What you are asked to do —
Using the material that follows, output exactly the lines from the one containing "note: every instance of the basketball" through the one containing "Now the player", with both ends kept.

Exercise material —
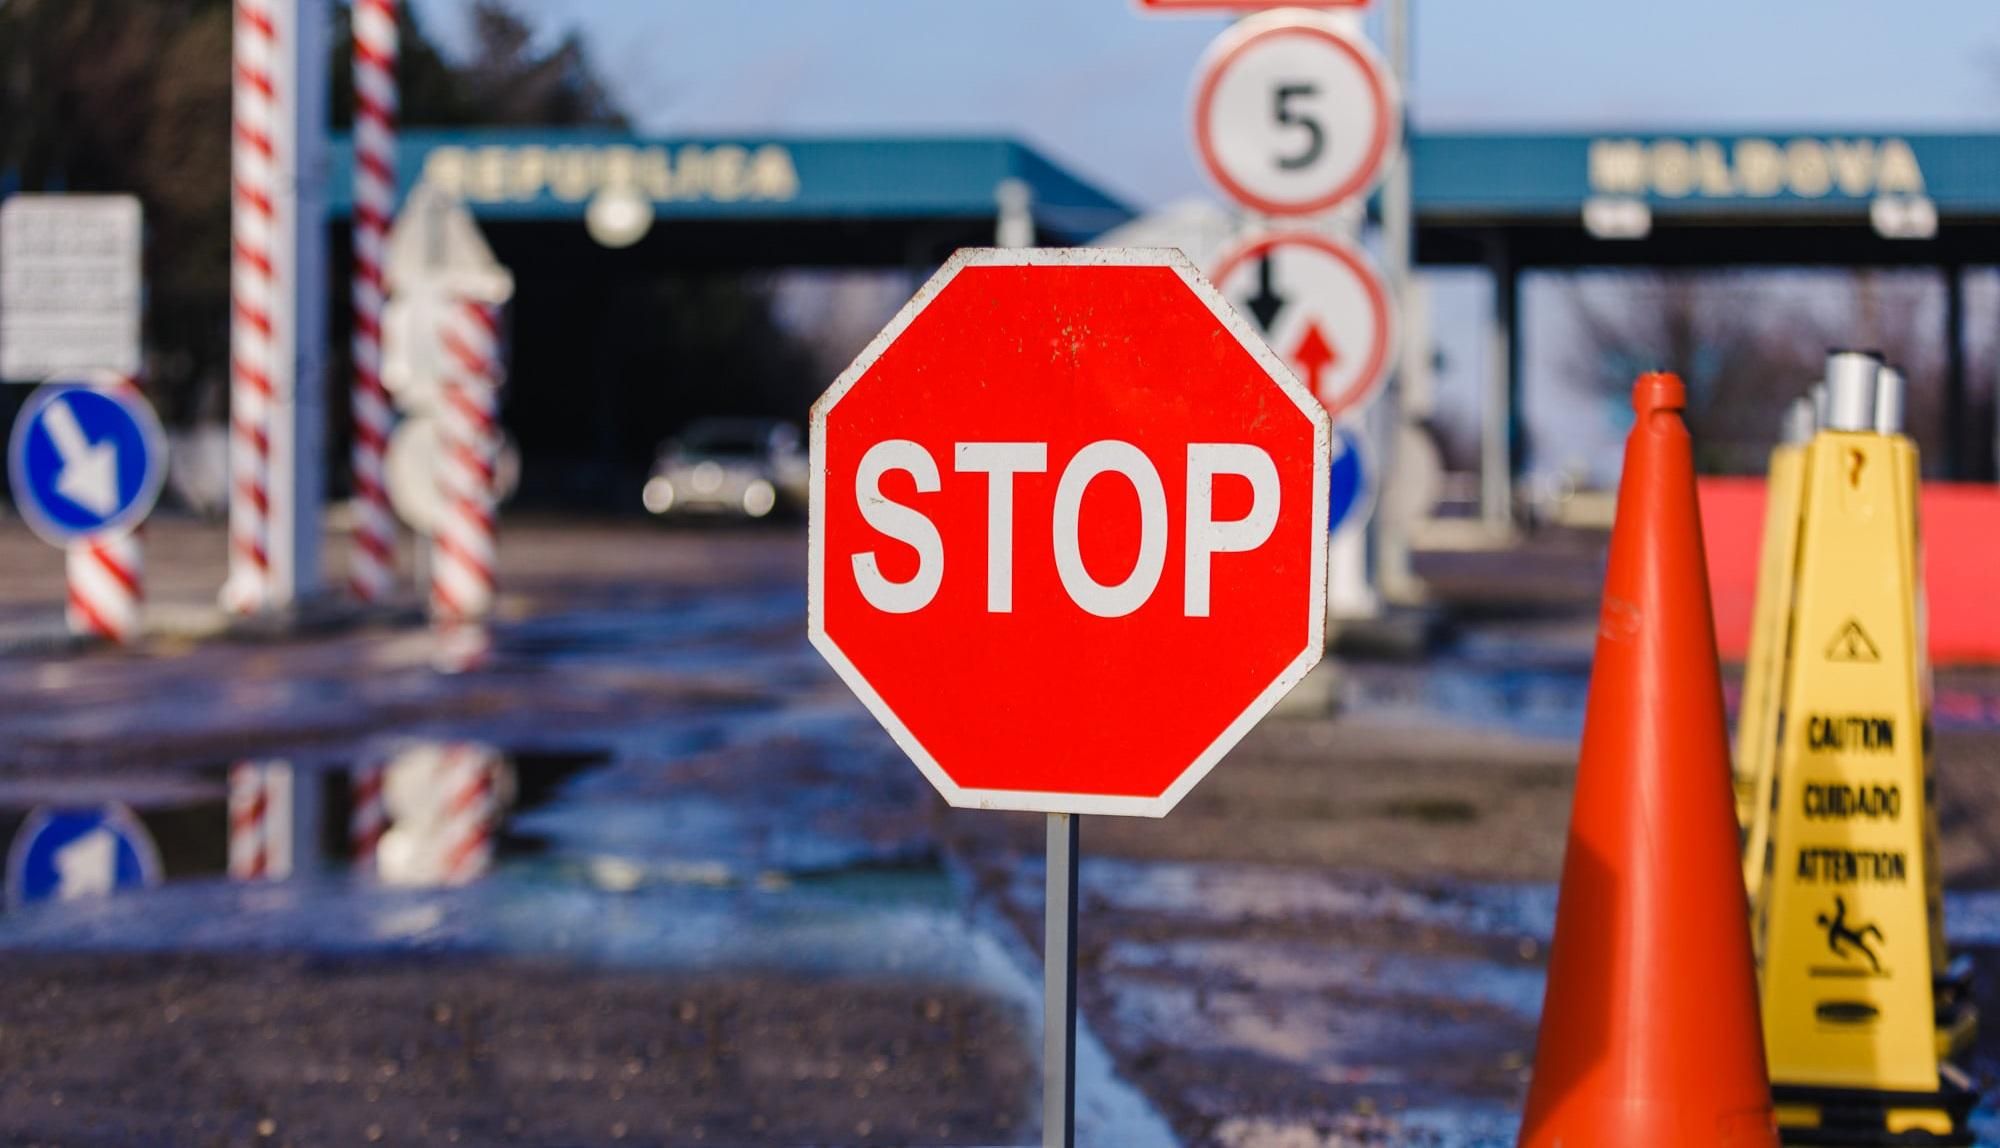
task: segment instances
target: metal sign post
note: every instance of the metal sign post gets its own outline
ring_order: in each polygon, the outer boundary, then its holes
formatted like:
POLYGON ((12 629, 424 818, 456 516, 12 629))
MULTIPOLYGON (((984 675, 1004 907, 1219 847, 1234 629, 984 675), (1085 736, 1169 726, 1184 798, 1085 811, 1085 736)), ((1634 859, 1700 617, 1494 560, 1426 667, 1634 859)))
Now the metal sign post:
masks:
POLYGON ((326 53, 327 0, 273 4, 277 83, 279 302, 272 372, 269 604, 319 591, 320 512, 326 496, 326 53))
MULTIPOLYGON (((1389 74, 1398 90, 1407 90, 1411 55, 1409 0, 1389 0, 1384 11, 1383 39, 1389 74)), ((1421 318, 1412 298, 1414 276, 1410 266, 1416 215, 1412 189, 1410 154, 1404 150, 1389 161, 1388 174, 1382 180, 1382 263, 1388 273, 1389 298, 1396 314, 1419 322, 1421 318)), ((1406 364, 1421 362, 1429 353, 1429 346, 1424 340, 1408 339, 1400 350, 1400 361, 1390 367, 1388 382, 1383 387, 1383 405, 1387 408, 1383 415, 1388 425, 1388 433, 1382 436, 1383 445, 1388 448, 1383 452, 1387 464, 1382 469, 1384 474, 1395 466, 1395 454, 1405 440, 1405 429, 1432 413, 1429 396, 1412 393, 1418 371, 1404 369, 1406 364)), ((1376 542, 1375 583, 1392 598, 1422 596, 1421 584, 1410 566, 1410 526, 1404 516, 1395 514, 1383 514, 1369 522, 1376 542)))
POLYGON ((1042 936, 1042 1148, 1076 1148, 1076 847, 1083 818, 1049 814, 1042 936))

---

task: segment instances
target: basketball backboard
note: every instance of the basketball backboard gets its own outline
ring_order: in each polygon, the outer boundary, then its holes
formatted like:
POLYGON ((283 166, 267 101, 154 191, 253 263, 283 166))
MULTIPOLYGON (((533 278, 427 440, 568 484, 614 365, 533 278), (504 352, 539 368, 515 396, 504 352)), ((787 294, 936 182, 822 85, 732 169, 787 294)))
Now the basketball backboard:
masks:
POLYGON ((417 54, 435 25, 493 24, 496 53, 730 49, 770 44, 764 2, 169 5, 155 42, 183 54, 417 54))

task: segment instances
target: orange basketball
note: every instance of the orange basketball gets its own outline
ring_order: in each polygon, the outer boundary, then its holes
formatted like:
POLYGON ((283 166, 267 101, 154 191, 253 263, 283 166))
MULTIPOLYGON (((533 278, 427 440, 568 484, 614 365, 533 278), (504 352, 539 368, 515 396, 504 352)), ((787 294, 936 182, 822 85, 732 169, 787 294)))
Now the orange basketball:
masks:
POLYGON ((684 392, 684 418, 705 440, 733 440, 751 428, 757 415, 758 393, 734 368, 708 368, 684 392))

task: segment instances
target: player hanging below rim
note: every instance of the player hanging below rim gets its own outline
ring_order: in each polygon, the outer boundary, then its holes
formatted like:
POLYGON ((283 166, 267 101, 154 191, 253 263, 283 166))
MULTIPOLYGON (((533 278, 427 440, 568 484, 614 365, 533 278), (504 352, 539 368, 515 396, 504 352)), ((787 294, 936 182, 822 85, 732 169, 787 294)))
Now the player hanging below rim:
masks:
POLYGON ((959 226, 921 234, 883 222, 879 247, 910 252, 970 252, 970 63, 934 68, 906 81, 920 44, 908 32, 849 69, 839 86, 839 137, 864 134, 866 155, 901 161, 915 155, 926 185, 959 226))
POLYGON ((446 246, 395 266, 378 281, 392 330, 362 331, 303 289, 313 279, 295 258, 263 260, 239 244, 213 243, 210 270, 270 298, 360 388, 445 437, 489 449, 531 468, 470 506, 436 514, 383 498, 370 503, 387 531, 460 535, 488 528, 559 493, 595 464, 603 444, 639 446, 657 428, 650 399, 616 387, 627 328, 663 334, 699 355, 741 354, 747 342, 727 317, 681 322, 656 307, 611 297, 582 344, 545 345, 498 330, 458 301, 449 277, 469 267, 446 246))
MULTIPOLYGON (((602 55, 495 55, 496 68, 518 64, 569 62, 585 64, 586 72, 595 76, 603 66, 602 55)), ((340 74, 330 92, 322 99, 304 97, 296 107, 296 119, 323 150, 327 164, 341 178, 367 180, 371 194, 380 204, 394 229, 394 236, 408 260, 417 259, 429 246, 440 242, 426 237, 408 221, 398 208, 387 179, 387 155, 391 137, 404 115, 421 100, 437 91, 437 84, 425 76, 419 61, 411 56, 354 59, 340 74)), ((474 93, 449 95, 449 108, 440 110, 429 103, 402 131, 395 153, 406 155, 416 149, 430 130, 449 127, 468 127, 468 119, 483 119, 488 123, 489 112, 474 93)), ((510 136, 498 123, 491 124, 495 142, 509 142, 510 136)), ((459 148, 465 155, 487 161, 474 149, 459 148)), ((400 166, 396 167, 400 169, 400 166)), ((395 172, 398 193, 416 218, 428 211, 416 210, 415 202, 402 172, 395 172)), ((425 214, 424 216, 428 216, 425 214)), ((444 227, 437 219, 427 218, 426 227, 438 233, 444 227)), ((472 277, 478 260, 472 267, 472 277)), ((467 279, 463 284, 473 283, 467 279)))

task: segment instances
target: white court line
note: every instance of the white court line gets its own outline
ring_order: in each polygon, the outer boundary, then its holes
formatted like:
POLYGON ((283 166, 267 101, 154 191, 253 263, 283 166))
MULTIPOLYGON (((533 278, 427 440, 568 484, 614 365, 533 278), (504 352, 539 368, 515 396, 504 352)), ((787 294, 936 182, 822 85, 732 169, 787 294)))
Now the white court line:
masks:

Result —
note: every instance of the basketball backboard gets its own outline
ring_order: in each polygon, the outer boundary, then its holes
formatted like:
POLYGON ((283 166, 267 101, 154 191, 253 263, 283 166))
MULTIPOLYGON (((533 278, 427 440, 568 484, 614 365, 533 278), (504 352, 539 368, 515 396, 504 352)), ((787 294, 936 182, 822 85, 732 169, 787 294)))
Now the basketball backboard:
masks:
POLYGON ((417 54, 435 25, 493 24, 496 53, 730 49, 770 44, 764 2, 169 5, 155 42, 183 54, 417 54))

task: segment instances
target: orange basketball
note: every instance of the orange basketball gets its own outline
ring_order: in each polygon, the outer boundary, then its holes
formatted like:
POLYGON ((283 166, 267 101, 154 191, 253 263, 283 166))
MULTIPOLYGON (((533 278, 427 440, 568 484, 614 365, 533 278), (504 352, 539 368, 515 396, 504 352)), ((787 294, 936 182, 822 85, 732 169, 787 294)))
Now the orange basketball:
masks:
POLYGON ((684 392, 684 418, 705 440, 733 440, 751 428, 757 415, 758 393, 734 368, 708 368, 684 392))

task: segment instances
target: player hanging below rim
note: every instance of the player hanging below rim gets its own outline
ring_order: in each polygon, the outer boundary, then its holes
formatted like:
POLYGON ((283 166, 267 101, 154 191, 253 263, 283 166))
MULTIPOLYGON (((533 278, 427 440, 568 484, 614 365, 533 278), (504 352, 539 368, 515 396, 504 352)), ((787 294, 936 182, 822 85, 732 169, 787 294)))
Now the player hanging below rim:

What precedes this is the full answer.